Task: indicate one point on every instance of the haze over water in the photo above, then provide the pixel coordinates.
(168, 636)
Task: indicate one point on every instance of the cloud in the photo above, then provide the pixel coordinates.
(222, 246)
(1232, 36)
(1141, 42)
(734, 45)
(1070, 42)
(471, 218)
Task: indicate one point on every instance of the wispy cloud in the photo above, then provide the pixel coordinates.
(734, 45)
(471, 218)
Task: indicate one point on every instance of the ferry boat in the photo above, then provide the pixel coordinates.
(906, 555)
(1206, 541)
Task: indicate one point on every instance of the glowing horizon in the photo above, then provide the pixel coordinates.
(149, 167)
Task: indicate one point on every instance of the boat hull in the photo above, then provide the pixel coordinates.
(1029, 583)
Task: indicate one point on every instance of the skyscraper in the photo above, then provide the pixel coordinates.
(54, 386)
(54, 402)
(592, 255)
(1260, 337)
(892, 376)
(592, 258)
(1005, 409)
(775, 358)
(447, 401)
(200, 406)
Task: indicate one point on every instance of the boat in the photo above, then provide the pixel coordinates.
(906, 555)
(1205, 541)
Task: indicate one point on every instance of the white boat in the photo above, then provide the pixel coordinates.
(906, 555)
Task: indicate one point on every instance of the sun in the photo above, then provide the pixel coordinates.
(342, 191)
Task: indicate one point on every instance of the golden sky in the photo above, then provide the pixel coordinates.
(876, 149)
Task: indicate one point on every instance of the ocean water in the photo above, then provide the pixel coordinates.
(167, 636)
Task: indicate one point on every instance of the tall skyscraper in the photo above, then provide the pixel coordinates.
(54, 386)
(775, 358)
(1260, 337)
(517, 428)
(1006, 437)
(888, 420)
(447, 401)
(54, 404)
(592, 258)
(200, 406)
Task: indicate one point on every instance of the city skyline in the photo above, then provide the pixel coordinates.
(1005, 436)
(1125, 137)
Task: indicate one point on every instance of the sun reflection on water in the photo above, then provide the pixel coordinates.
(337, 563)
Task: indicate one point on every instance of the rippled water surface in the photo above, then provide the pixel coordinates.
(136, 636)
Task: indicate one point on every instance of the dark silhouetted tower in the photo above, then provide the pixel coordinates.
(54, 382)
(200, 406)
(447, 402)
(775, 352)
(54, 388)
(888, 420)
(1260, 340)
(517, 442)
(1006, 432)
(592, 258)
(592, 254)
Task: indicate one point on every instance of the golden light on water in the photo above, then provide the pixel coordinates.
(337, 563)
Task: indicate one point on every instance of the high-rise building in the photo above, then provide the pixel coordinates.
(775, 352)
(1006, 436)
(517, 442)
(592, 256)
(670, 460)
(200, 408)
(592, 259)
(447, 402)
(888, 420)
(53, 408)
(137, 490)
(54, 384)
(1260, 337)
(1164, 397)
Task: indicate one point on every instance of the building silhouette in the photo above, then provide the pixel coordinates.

****************************************

### ABOUT THIS TASK
Would you return all of the material exactly as written?

### OUTPUT
Task: indicate one point on every instance of the haze over water in the photo above, then provide the pixel coordinates.
(168, 636)
Task: indicate one point on every instance of the cloud in the photo above, then provide the pixel coordinates.
(222, 246)
(1232, 36)
(1141, 42)
(734, 45)
(1070, 42)
(471, 218)
Task: indicate one point on every instance of the wispy cloud in the photo above, then provide the pixel coordinates.
(734, 45)
(471, 218)
Task: indicate one point on every instance of the ferry boat in the photo above, then provide the pixel coordinates.
(906, 555)
(1206, 541)
Task: indicate one point on every instance of the glowing horizon in the photo above, then provide the pixel coordinates.
(149, 167)
Task: indicate one point on every instance of the boat hull in the photo above, then provide the pixel coordinates.
(1029, 583)
Task: indicate one point on every instance of the skyscraper in the photo above, then provide the pixel coordinates.
(54, 386)
(54, 402)
(592, 255)
(1260, 337)
(892, 376)
(592, 258)
(1005, 409)
(775, 358)
(447, 401)
(200, 406)
Task: indicate one point on every instance of the boat in the photo above, then provide the pixel coordinates.
(906, 555)
(1205, 541)
Task: indicate one point on every instance of the white boat in the photo above, then provide the pixel coordinates.
(906, 555)
Task: indicate one point on every instance of the sun in the photo above, then provide the pixel coordinates.
(342, 191)
Task: indicate one point on every instance of the golden sky in the photo above, then provide the pixel coordinates.
(876, 149)
Task: indicate one point on every instance of the ocean water in the photo above, then provide the pixel coordinates.
(167, 636)
Task: indicate one point on every instance of the tall skyscraper in the photo above, then provide the pixel coordinates.
(54, 386)
(775, 358)
(1260, 337)
(517, 428)
(1006, 437)
(888, 420)
(447, 401)
(54, 404)
(592, 258)
(200, 406)
Task: indicate one point on every instance of the city skyline in the photo above, then provide the pixel coordinates.
(1005, 436)
(1125, 137)
Task: indicate one point on every instance of the sun reflection on water in the photo above, then provide the pixel coordinates.
(337, 563)
Task: indicate one point on every instance of the rippled water surface in the photo above, then provide the pixel coordinates.
(136, 636)
Task: indicate one point on every instance of the dark silhouetted tower in the photo above, then provide the pixel coordinates.
(54, 382)
(200, 406)
(447, 402)
(775, 352)
(54, 388)
(888, 420)
(1260, 340)
(517, 442)
(1006, 432)
(592, 258)
(592, 254)
Task: indicate one point on every instance of the golden light on water in the photo above, then provide the pixel coordinates.
(337, 563)
Task: indicate one point on every instance of the high-rise building in the photo above, then provide the pixel coordinates.
(775, 352)
(1006, 436)
(517, 442)
(592, 256)
(670, 460)
(200, 408)
(592, 259)
(447, 402)
(888, 420)
(53, 408)
(137, 490)
(54, 384)
(1260, 337)
(1164, 397)
Task: indicate one point on every instance of the building silhouette in the photo above, then provide the pixel coordinates.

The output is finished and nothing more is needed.